Herausforderung A →
Tausche im Textabschnitt "Gründung" gegen "Entstehung" aus. Gib dabei den Teil wieder, der mit den Worten "Eine Liste der" beginnt und mit "La Trappe (1884)" endet.

Eine Liste der sieben klassischen Trappistenbrauereien, in Klammern das Jahr der Gründung:

  • Achel (1871)
  • Chimay (1862)
  • Orval (1932)
  • Rochefort (1595)
  • Westmalle (1836)
  • Westvleteren (1839)
  • La Trappe (1884)

 

Die Zisterzienserabtei Notre-Dame de Scourmont
Die Zisterzienserabtei Notre-Dame de Scourmont (Foto: Cinoworus, Abbaye de Scourmont, CC BY-SA 4.0)

Achel

Seit 1871 brauten die Trappisten in der St. Benedictus Abdij in Achel in der belgischen Provinz Limburg Bier. 1914 flüchteten sie vor den deutschen Besatzern, die die Brauerei 1917 zerstörten, um das Kupfer der Brauanlagen zu erbeuten. 1998 gelang die Neueröffnung mit Hilfe der Trappisten aus Rochefort und Westmalle. Mit 4500 hl pro Jahr ist Achel die kleinste der klassischen Trappistenbrauereien.

2011 wurde der Konvent aufgelöst. Bis 2018 verwalteten die Trappisten von Westmalle das Kloster. Seit 2018 beherbergt es eine Gemeinschaft der Fazenda da Esperança. Die Fazenda da Esperança (Hof der Hoffnung) ist ein internationales pastorales Projekt, das Drogenabhängigen, marginalisierten Jugendlichen und Erwachsenen sowie Süchtigen aller Art Hilfe für ein erneuertes Leben geben will.

Bereitgestellte Angaben →

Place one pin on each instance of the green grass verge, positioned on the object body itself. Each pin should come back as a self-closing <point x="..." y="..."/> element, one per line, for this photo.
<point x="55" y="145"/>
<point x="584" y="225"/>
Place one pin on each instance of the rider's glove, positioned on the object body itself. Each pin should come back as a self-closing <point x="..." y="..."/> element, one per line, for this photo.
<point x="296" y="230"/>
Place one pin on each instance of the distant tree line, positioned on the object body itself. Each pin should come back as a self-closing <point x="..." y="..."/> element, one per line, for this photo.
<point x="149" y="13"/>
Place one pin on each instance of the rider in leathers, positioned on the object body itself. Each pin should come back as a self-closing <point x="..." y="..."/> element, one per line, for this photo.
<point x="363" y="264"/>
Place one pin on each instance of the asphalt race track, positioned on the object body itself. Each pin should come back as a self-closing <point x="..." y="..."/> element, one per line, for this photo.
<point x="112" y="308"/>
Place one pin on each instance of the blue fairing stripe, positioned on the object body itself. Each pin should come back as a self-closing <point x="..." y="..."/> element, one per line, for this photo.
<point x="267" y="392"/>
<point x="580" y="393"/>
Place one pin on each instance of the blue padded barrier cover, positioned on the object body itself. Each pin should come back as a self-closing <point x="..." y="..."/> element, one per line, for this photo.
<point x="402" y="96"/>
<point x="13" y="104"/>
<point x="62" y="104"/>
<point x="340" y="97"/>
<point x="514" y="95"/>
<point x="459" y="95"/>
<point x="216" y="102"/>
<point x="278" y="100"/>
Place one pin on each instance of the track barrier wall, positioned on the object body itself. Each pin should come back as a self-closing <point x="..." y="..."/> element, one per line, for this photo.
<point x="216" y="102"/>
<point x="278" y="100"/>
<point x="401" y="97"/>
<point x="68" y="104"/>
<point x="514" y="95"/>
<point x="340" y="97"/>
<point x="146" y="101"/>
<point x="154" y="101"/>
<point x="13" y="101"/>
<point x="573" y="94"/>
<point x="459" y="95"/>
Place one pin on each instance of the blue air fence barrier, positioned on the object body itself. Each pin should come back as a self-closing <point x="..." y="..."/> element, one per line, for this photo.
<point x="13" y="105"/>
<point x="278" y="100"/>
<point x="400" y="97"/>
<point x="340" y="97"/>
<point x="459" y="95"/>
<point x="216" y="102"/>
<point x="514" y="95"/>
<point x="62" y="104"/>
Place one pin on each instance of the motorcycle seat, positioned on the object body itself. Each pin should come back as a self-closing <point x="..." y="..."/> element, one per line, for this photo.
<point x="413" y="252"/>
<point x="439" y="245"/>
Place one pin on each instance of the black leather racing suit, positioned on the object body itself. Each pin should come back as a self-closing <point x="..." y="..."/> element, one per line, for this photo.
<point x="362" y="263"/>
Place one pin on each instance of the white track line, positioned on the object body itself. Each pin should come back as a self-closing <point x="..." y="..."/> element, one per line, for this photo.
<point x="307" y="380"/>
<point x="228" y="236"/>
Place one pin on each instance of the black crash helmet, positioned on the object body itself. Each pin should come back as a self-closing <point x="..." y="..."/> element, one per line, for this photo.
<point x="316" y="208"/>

Herausforderung B →
Zeige jede Zeile der Einträge oben, die das Wort "rider" enthält, wobei Groß- und Kleinschreibung zu beachten ist.

Vollständige Lösung A →
Eine Liste der sieben klassischen Trappistenbrauereien, in Klammern das Jahr der Entstehung:

  • Achel (1871)
  • Chimay (1862)
  • Orval (1932)
  • Rochefort (1595)
  • Westmalle (1836)
  • Westvleteren (1839)
  • La Trappe (1884)

Vollständige Lösung B →
Place one pin on each instance of the rider's glove, positioned on the object body itself. Each pin should come back as a self-closing <point x="..." y="..."/> element, one per line, for this photo.
Place one pin on each instance of the rider in leathers, positioned on the object body itself. Each pin should come back as a self-closing <point x="..." y="..."/> element, one per line, for this photo.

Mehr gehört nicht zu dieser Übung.